**Challenges**.
#1 In the legal passage, which case is cited for the rule that a court may consider facts shown by exhibits attached to the complaint?
#2 Write out the legal passage again from "The court may consider" through "(9th Cir. 1981).", putting "official record" in place of "public record".
#3 Write the next part of the legal passage, picking up after its final sentence.

**Source text**.

:::::

The court may consider facts established by exhibits attached to the complaint. Durning v. First Boston Corp., 815 F.2d 1265, 1267 (9th Cir. 1987). The court may also consider facts which may be judicially noticed, Mullis v. United States Bankruptcy Ct., 828 F.2d 1385, 1388 (9th Cir. 1987); and matters of public record, including pleadings, orders, and other papers filed with the court, Mack v. South Bay Beer Distributors, 798 F.2d 1279, 1282 (9th Cir. 1986). The court need not accept legal conclusions "cast in the form of factual allegations."Western Mining Council v. Watt, 643 F.2d 618, 624 (9th Cir. 1981).

A pro se litigant is entitled to notice of the deficiencies in the complaint and an opportunity to amend, unless the complaint's deficiencies could not be cured by amendment. See Noll v. Carlson, 809 F. 2d 1446, 1448 (9th Cir. 1987).

:::::

**Dataset excerpt**.
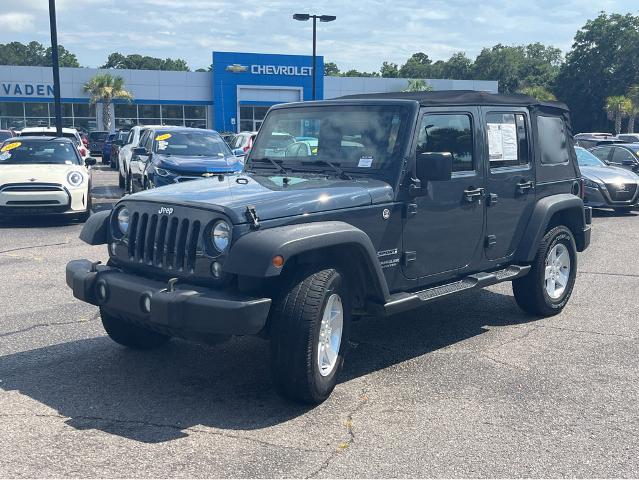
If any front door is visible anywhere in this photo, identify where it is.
[403,108,485,279]
[482,107,535,260]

:::::

**Answers given**.
#1 Durning v. First Boston Corp., 815 F.2d 1265, 1267 (9th Cir. 1987).

#2
The court may consider facts established by exhibits attached to the complaint. Durning v. First Boston Corp., 815 F.2d 1265, 1267 (9th Cir. 1987). The court may also consider facts which may be judicially noticed, Mullis v. United States Bankruptcy Ct., 828 F.2d 1385, 1388 (9th Cir. 1987); and matters of official record, including pleadings, orders, and other papers filed with the court, Mack v. South Bay Beer Distributors, 798 F.2d 1279, 1282 (9th Cir. 1986). The court need not accept legal conclusions "cast in the form of factual allegations."Western Mining Council v. Watt, 643 F.2d 618, 624 (9th Cir. 1981).

#3
II. District Judge Jerry Buchmeyer

On October 29, 2009, a suggestion of death was filed concerning defendant District Judge Jerry Buchmeyer. No motion to substitute a proper successor has been made in accordance with Fed.R.Civ.P. 25(a)(1), and in accordance with that rule, the action against Judge Buchmeyer "must be dismissed." Therefore, the undersigned will recommend that Judge Buchmeyer be dismissed from this action with respect to every pertinent claim.

Plaintiffs' frivolous attempt to name as successor another United States District Judge for purposes of this damages action, The Honorable Reed O'Connor, see Docket #34 at, who apparently has taken over some or all of Judge Buchmeyer's caseload, will not be recognized as an effective substitution of Judge Buchmeyer's estate in this action.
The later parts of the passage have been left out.